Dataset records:
___

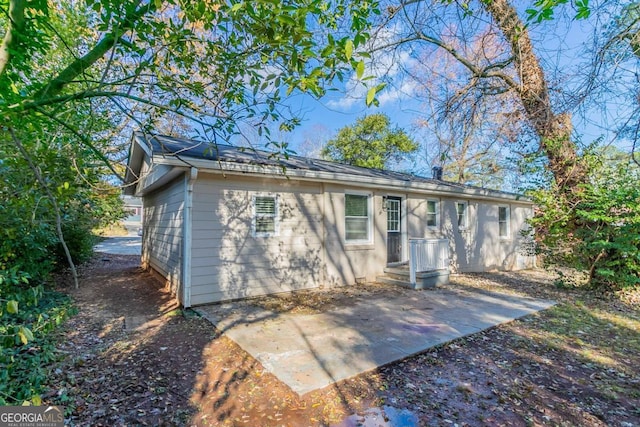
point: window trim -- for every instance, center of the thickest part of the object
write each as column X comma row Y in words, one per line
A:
column 369, row 217
column 275, row 216
column 507, row 222
column 436, row 213
column 465, row 225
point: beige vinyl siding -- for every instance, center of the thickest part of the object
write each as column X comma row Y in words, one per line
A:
column 229, row 262
column 162, row 244
column 348, row 263
column 479, row 247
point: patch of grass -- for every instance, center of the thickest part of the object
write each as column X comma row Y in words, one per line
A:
column 598, row 334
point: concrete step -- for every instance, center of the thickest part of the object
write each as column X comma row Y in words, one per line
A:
column 424, row 279
column 391, row 281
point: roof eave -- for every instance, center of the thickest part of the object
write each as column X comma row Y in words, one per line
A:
column 223, row 167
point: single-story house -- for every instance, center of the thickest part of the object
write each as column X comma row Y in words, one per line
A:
column 223, row 223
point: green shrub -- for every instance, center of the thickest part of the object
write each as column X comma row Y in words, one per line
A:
column 28, row 315
column 600, row 232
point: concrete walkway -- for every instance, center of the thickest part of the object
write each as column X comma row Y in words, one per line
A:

___

What this task involves: Find and copy each line above that includes the string "part".

Exercise result:
point: window trim -- for every instance, center of the thickest part of the object
point: beige vinyl siding -- for every instance, center of the thickest part of the object
point: patch of grass -- for every instance, center of the thickest part of the object
point: concrete step -- for every instance, center of the thickest part of the object
point: roof eave -- for every instance, center of the thickest part of the object
point: single-story house -- for every instance, center of the thickest part of the object
point: green shrub -- for every instance, center of the thickest part of the object
point: concrete walkway -- for every instance, center of the thickest part of the object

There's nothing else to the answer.